* _Exercise prompt_
Reproduce the data below verbatim, starting at the line that contains "In the photo above, where can the apartment" and ending at the line that contains "column 684, row 329".

Part of a data file:
┄┄┄┄┄┄┄┄┄┄┄┄┄┄┄┄┄┄┄┄

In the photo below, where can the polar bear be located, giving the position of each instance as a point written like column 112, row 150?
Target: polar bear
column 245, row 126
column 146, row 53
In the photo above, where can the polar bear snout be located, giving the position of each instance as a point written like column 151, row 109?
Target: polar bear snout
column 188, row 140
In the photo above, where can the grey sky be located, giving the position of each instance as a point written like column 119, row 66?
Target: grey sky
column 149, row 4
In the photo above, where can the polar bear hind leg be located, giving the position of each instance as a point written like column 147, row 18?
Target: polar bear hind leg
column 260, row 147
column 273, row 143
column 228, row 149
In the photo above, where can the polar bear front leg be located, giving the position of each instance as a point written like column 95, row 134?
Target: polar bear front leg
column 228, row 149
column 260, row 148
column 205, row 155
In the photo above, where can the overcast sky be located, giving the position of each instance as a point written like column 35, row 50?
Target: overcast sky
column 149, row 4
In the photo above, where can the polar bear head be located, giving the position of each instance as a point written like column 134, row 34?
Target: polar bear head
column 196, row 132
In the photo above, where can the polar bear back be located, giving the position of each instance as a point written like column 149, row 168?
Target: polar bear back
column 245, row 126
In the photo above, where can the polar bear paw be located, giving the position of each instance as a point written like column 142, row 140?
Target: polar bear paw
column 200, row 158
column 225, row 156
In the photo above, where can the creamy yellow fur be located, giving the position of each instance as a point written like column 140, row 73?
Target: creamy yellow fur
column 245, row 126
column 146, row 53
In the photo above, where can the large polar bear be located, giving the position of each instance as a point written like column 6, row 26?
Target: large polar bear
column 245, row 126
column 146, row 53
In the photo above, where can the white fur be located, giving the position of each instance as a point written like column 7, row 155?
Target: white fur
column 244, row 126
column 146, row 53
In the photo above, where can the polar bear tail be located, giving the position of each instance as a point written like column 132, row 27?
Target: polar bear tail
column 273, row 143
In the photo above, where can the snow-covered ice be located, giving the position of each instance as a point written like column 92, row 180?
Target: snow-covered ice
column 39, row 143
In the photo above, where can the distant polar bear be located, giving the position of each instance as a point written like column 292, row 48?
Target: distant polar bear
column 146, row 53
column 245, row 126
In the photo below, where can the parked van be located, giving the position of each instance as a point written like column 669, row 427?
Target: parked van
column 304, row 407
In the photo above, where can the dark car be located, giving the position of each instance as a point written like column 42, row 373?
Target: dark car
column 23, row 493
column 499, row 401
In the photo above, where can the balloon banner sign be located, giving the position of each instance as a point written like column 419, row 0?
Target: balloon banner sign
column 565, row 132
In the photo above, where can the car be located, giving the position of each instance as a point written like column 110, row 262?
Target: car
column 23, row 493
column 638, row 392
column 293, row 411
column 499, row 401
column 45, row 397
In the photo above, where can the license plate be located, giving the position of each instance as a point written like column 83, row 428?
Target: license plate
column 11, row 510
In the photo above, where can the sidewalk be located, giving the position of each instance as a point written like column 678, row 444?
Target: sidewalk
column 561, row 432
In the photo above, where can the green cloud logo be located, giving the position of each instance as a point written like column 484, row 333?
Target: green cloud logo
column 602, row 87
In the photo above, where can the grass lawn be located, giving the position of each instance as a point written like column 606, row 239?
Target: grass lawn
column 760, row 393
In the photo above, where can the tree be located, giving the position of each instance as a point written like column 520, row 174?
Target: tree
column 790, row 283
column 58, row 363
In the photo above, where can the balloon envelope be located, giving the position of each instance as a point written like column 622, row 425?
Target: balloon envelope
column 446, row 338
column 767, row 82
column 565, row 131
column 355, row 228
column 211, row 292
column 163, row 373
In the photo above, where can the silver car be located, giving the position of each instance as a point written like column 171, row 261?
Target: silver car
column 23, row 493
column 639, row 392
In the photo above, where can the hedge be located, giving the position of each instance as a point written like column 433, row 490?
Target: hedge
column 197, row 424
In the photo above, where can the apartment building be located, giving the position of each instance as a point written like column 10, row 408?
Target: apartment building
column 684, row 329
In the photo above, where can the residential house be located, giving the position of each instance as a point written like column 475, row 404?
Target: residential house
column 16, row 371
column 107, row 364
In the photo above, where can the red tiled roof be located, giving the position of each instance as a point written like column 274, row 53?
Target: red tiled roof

┄┄┄┄┄┄┄┄┄┄┄┄┄┄┄┄┄┄┄┄

* _Exercise response_
In the photo above, where can the apartment building be located, giving the position of each instance as a point written like column 10, row 408?
Target: apartment building
column 684, row 329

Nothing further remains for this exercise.